### Articolo
=-=-=

Napoli (di Atanasio Pizzi Architetto Basile) – Il costume arbëreşë è la testimonianza visiva della storia, della cultura, della fede e delle tradizioni, in tutto la rappresentazione della perseveranza indissolubile con la quale segnare identicamente lo scorrere dei secoli.
Per questo il passaggio di testimone da una generazione all’altra è un rito fondamentale, che consolida il proseguimento della propria identità nel corso della storia, con l’ausilio delle consuetudini e tutte le tradizionali credenze solidamente radicate.
Se questo poi avviene per popolazioni che tramandano esclusivamente attraverso la forma di gesta e parlato, avendo quale prioritaria la metrica del canto, l’evento diventa codice delicatissimo al pari di un’oggetto di cristallo lavorato e, mal riposto nella “credenza “quando fa terremoto.
Quanti utilizzano la storia, quale mezzo per confermare messaggi senza alcuna fondatezza di luogo, di tempo e persone, produce danno, specie quando si vogliono piegare i ricorsi per il mero fine di apparire, con atti notarili o editi cattivamente interpretati.
Storicamente sono molteplici i casi che per glorificare private falsità, usano satinare miti, eroi e avvenimenti, senza luogo e tempo.

=-=-=

### Righe in ingresso

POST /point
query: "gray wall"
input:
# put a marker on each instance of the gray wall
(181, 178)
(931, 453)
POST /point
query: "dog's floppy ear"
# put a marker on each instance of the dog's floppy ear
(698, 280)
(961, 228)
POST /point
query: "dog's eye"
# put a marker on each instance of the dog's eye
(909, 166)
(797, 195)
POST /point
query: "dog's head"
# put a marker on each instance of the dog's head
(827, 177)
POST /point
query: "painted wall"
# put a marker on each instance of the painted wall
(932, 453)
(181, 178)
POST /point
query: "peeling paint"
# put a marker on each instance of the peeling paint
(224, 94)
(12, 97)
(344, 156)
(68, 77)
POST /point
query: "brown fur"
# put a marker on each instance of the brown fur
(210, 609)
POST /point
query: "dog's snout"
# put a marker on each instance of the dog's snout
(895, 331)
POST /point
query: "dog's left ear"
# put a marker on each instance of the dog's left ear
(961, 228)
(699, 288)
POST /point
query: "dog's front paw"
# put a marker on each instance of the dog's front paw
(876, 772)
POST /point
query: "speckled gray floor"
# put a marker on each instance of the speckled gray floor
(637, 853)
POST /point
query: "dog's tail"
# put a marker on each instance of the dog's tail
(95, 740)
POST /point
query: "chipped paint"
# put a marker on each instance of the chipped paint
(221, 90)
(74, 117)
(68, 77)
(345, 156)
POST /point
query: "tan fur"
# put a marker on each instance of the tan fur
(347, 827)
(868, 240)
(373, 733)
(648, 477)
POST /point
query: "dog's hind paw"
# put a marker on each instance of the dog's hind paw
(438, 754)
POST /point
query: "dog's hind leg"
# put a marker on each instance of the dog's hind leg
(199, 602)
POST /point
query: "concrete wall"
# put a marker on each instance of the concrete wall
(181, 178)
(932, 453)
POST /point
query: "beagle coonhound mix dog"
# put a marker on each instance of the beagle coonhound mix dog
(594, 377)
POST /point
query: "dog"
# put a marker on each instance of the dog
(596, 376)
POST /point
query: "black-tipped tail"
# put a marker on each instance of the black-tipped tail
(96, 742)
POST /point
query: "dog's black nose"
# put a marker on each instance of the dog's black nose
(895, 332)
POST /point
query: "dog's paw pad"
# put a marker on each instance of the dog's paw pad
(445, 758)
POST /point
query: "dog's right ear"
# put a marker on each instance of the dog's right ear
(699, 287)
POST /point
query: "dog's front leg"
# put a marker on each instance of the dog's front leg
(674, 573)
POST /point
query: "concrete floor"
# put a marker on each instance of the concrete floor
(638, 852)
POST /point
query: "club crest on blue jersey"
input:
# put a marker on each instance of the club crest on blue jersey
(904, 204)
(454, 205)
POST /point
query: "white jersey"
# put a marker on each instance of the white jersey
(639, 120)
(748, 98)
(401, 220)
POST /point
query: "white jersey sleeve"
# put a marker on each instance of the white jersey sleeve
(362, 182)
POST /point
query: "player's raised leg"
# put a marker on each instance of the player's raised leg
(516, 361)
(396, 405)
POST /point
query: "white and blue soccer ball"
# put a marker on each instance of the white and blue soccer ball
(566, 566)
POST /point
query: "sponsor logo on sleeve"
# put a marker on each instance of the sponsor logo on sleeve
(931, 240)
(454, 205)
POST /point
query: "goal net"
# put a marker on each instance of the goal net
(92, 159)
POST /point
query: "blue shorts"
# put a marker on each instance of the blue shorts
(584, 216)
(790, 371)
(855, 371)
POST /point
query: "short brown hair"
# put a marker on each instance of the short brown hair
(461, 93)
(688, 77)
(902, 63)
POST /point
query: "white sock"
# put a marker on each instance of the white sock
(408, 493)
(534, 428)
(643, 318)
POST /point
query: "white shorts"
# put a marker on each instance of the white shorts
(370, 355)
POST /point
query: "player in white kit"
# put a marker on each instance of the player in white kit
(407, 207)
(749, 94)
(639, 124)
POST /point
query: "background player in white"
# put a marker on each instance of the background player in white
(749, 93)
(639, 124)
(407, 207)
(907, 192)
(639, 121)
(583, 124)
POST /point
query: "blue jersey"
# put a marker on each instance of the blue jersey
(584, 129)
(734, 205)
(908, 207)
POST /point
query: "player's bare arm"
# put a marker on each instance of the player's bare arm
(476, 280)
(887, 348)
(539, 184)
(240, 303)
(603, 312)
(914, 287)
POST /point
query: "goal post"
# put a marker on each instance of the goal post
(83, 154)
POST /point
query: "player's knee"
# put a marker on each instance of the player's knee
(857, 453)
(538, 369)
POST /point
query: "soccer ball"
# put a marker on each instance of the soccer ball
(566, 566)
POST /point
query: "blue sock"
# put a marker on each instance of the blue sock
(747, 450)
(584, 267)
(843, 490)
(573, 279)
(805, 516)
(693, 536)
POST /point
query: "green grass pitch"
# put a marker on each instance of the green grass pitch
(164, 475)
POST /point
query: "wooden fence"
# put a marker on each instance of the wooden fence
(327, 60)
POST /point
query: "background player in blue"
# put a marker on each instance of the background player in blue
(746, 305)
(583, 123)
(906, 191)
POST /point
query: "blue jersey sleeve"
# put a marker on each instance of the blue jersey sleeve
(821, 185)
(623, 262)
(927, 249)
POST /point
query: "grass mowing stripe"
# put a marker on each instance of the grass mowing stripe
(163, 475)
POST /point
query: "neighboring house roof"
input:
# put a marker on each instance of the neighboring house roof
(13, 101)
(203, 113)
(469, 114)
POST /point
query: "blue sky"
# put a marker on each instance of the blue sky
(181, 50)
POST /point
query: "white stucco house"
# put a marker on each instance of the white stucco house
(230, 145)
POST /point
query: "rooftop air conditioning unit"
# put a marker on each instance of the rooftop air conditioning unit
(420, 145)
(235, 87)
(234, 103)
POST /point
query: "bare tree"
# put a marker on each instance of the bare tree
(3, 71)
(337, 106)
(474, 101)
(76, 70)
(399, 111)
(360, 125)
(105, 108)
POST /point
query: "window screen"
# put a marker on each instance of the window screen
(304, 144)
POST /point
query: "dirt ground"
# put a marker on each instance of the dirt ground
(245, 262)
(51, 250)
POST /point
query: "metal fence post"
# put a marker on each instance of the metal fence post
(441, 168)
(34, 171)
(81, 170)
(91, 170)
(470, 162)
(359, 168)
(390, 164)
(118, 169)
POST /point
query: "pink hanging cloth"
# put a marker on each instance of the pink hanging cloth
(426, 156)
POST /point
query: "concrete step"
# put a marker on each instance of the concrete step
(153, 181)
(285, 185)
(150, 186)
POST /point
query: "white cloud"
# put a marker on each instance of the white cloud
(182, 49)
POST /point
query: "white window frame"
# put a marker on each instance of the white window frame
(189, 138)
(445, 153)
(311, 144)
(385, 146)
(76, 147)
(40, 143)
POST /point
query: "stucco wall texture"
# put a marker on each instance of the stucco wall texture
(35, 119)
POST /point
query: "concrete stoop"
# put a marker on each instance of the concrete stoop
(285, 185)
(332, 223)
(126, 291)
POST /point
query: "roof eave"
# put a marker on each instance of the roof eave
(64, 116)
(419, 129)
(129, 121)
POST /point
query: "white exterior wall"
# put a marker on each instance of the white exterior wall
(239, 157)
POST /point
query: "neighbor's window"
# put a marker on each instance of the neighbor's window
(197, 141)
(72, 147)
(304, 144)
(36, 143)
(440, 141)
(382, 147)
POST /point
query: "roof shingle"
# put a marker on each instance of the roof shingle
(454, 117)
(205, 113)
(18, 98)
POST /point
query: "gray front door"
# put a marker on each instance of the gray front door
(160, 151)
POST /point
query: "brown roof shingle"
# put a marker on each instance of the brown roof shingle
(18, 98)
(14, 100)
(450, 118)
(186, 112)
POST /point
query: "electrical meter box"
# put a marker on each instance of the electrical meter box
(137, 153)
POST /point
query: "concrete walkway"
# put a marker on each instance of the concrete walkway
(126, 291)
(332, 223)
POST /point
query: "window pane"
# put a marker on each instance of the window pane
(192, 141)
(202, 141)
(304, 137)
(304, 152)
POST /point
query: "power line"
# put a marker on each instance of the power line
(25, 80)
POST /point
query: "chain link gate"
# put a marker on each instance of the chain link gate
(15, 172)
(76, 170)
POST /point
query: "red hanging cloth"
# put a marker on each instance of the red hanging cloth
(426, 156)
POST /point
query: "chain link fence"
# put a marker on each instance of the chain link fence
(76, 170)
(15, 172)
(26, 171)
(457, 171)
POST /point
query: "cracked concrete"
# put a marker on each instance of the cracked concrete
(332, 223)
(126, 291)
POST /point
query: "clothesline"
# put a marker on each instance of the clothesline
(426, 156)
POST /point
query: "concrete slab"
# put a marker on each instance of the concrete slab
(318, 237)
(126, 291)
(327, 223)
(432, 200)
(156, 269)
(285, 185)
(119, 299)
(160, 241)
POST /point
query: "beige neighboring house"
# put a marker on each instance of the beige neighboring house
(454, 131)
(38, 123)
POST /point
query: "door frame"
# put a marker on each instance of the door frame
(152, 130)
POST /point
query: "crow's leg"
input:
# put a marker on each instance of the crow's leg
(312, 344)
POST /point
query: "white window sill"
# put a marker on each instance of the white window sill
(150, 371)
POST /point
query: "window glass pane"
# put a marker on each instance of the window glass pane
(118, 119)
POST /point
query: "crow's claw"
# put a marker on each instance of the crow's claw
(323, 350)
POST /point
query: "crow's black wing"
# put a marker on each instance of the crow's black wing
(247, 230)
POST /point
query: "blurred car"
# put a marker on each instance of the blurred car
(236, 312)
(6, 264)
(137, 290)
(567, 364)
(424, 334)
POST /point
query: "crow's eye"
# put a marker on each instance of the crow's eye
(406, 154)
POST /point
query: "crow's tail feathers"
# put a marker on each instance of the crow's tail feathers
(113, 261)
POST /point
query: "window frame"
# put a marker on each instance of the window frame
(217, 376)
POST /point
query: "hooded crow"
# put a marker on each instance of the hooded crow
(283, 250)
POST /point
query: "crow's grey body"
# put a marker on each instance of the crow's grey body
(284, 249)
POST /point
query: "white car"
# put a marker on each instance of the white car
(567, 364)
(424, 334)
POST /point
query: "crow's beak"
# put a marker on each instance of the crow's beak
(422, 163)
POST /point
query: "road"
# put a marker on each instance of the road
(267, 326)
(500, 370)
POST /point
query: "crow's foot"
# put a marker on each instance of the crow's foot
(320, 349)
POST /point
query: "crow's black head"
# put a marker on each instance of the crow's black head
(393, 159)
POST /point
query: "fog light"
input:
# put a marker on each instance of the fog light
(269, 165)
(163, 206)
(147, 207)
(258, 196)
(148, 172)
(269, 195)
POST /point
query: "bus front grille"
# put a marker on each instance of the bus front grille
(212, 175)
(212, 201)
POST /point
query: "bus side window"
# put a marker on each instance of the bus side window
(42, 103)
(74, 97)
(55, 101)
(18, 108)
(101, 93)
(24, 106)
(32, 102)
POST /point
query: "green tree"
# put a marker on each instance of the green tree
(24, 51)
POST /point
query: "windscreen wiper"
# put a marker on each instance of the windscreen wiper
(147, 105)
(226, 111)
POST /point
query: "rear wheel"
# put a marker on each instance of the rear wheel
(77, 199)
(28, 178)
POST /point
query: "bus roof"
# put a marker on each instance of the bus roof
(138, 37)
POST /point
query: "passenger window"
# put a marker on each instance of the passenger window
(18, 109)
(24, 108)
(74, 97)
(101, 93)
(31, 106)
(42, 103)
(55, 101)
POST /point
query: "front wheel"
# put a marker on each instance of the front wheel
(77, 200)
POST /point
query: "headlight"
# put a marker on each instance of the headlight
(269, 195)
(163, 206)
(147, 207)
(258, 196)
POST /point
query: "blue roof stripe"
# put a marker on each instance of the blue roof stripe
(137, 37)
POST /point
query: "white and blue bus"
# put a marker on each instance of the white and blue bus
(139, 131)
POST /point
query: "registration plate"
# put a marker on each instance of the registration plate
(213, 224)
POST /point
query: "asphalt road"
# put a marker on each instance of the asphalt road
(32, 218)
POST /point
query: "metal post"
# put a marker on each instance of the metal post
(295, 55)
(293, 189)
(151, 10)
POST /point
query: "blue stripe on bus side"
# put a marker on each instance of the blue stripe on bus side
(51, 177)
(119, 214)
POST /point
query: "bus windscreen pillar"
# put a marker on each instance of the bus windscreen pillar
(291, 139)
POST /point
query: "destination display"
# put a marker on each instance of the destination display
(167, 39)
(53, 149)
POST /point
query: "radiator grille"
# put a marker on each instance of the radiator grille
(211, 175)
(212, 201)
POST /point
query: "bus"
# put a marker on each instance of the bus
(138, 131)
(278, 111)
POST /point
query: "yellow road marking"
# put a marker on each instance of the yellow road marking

=-=-=

### Compiti
[1] Quali righe contengono la stringa "cracked"? Estraile tutte e copiale senza modifiche.
[2] Prosegui l'articolo sul costume arbëreşë dopo l'ultima frase riportata.

### Risposte
[1]
query: "cracked concrete"
# put a marker on each instance of the cracked concrete

[2]
Il sistema si può raffigurare come una frana che nella sua greve corsa verso il basso, amalgama ogni cosa e, il ricordo a questo punto, diventa il protagonista grazie alle figure più inesperte, giovani in tutto le meno adatte per riferire memoria di tempo.
Questi atteggiamenti sono il frutto di una cattiva morale culturale e, già nel passato remoto, era uso formulare specifiche richieste (a degenerati scrittori) che tramandavano avvenimenti ereditati da memorie false, costruite a misura, con l’ausilio di documenti apocrifi creati ad arte.
Allo scopo si ritiene adoperarsi per realizzare la “diplomatica” adatta che si analizza e studia i documenti ufficiali, in particolare dei documenti storici prodotti, e il nostro compito rimane quello di analizzare la forma, la struttura e il contenuto di tali documenti verificandone l’autenticità, interpretarne il significato e studiarne il contesto di produzione.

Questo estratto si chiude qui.